## GIVEN INSTRUCTION:
Output every line of the data exactly as it appears.

##### THE INPUT #####

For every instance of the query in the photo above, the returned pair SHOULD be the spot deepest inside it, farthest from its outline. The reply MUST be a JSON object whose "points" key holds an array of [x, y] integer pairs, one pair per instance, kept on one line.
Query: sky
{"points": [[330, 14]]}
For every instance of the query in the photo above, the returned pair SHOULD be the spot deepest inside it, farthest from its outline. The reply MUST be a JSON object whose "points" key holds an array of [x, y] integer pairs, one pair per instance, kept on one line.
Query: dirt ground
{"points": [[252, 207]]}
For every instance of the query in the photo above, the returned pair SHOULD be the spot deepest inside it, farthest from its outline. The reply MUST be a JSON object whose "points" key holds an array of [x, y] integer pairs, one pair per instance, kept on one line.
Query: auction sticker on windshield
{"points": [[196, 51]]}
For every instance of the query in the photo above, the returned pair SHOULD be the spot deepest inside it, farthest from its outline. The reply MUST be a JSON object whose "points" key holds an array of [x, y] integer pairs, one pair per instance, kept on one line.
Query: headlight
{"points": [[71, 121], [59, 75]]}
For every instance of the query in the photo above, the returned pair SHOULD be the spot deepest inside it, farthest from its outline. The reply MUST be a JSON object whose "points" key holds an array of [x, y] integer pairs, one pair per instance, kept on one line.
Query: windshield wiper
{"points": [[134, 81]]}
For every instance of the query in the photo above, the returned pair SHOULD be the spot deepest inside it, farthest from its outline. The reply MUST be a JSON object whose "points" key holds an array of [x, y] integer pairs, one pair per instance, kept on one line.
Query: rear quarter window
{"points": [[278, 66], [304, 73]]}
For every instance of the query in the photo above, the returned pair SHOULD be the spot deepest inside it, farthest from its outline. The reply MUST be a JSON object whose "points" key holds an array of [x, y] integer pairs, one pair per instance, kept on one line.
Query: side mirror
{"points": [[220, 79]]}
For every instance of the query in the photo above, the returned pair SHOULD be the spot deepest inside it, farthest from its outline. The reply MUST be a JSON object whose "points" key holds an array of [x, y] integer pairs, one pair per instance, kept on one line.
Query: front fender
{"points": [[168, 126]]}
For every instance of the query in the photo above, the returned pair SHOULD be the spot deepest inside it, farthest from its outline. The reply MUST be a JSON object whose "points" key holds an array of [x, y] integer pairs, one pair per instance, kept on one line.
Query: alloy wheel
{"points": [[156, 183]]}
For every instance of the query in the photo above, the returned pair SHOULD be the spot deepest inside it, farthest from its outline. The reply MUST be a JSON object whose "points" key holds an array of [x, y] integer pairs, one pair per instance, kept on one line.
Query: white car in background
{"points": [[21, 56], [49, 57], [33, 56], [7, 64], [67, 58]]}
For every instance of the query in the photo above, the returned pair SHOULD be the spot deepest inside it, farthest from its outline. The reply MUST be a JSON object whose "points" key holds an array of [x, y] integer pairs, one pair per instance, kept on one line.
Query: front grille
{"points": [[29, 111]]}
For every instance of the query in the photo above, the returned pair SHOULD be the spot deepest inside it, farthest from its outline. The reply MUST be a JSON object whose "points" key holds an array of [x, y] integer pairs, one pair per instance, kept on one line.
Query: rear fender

#####

## FINISHED ANSWER:
For every instance of the query in the photo above, the returned pair SHOULD be the spot deepest inside it, farthest from its outline. The reply MUST be a JSON object whose "points" key holds an array of [x, y] integer pairs, one pair per instance, kept on one line.
Query: sky
{"points": [[330, 14]]}
For every instance of the query in the photo above, the returned pair SHOULD be the spot deepest inside it, farthest from its outline. The reply MUST be a JSON object whose "points" key holds an array of [x, y] integer pairs, one pair per instance, kept on one line.
Query: dirt ground
{"points": [[252, 207]]}
For every instance of the query in the photo above, the returned pair SHOULD be the spot deepest inside it, farthest from its outline. The reply MUST be a JSON object whose "points" key holds an array of [x, y] integer pairs, one pair per instance, kept on one line.
Query: auction sticker on windshield
{"points": [[196, 51]]}
For every instance of the query in the photo above, the returned pair SHOULD be the spot deepest inside it, farthest from its outline. The reply MUST be a JSON object whose "points" key holds an array of [x, y] integer pairs, one pair per instance, kept on one line.
Query: headlight
{"points": [[71, 121], [59, 75]]}
For every instance of the query in the photo above, the returned pair SHOULD be the spot deepest inside it, farthest from its outline. The reply MUST be a JSON object whose "points" key holds an array of [x, y] integer pairs, one pair per instance, kept on one line.
Query: windshield wiper
{"points": [[134, 81]]}
For every instance of the query in the photo above, the returned pair SHOULD be the spot deepest inside it, farthest from its outline. The reply MUST be a JSON object whose "points" key holds an array of [x, y] integer pairs, one pair per instance, kept on one line.
Query: rear quarter window
{"points": [[278, 66], [304, 73]]}
For every instance of the query in the photo above, the returned pair SHOULD be the spot deepest inside it, farthest from its outline. The reply MUST be a JSON object whose "points" key holds an array of [x, y] integer pairs, one pair per instance, kept on one line.
Query: side mirror
{"points": [[220, 79]]}
For every instance of the query in the photo above, the returned pair SHOULD be the spot deepest inside it, farthest from its outline. The reply MUST be a JSON object whose "points" key holds an array of [x, y] integer pairs, one pair per instance, kept on one line.
Query: front fender
{"points": [[168, 126]]}
For every instance of the query in the photo above, the returned pair SHOULD be the spot deepest inside it, farthest from its outline. The reply MUST be a JSON object whose "points" key holds an array of [x, y] integer pairs, one pair per instance, kept on one line.
Query: alloy wheel
{"points": [[156, 183]]}
For every instance of the query in the photo above, the returned pair SHOULD be the spot deepest inside it, farthest from its outline. The reply MUST be a JSON object whose "points" key holds an array of [x, y] integer pairs, one pair per instance, kept on one line.
Query: white car in background
{"points": [[21, 56], [49, 57], [33, 56], [7, 64], [67, 58]]}
For every instance of the query in the photo above, the returned pair SHOULD be the spot deepest inside it, farthest from its outline. The reply MUST be a JSON object whose "points" key holds an array of [x, y] integer pairs, one pair per instance, kept on one line.
Query: front grille
{"points": [[29, 111]]}
For every instance of the query in the photo above, the returned pair SHOULD be the spot deepest inside it, farthest from its outline. The reply MUST be a JSON object whose "points" key holds an array of [x, y] integer pairs, one pair per instance, kept on one line.
Query: rear fender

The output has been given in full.